DOKUMENT
....................
Express Online: Thema der Woche | 29. September 2005

Auf der Spur der Kriegsverbrecher

Das Marburger Forschungszentrum für Kriegsverbrecherprozesse dokumentiert die Prozesse um Judenverfolgung, Völkermord und die Tötung von Kriegsgefangenen seit dem Zweiten Weltkrieg.

Für die Alliierten war es ein Fall von Lynchjustiz: 1944 attackierten Rüsselsheimer Bürger acht amerikanische Kriegsgefangene, die auf dem Weg in ein Kriegsgefangenenlager im Taunus waren, mit Fäusten, Knüppeln und Hämmern. Sechs kamen um, zwei konnten fliehen. Elf Rüsselsheimer mussten sich vor einem US-amerikanischen Gericht in Darmstadt für die Verbrechen verantworten. Das Gericht verhängte sieben Todesstrafen und drei Haftstrafen. Ein Angeklagter wurde freigesprochen.

Bei dem Verfahren handelt es sich um einen der ersten Kriegsverbrecherprozesse in Deutschland. Nachzulesen ist er jetzt im Internationalen Forschungs- und Dokumentationszentrum Kriegsverbrecherprozesse in Marburg, in dem seit einem Jahr Prozessakten aus der ganzen Welt zusammengetragen werden. Gut aufgearbeitet wurden bislang nämlich fast nur die Kriegsverbrecherprozesse, die vor dem US-amerikanischen Militärgerichtshof in Nürnberg sowie vor dem Internationalen Militärtribunal in Tokio geführt wurden. Nur zwei Prozent aller Verfahren sind schon veröffentlicht. Die anderen Prozessunterlagen finden sich weit verstreut in den Archiven der Welt. Aber angesichts der Ad-hoc-Strafgerichtshöfe für Ruanda und Ex-Jugoslawien habe es ein "unglaubliches, internationales Interesse an diesen verschollenen Dokumenten" gegeben, sagt der Marburger Projektleiter Wolfgang Form.
....................
EXTRAHIERTE INFORMATIONEN
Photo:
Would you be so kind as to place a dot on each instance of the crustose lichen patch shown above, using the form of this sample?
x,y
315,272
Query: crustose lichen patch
....................
IHRE AUFGABEN
**1.** Womit griffen laut Dokument die Rüsselsheimer Bürger 1944 die amerikanischen Kriegsgefangenen an? Nennen Sie alles.
**2.** Beantworten Sie anhand des Dokuments:
(a) Wie viele der acht Kriegsgefangenen kamen ums Leben?
(b) Wie viel Prozent aller Verfahren sind bereits veröffentlicht?
(c) Wer ist der Marburger Projektleiter?

SCHRIFTLICHE ANTWORTEN
**1.** Fäuste, Knüppel, Hämmer

**2.**
(a) Sechs
(b) Zwei Prozent
(c) Wolfgang Form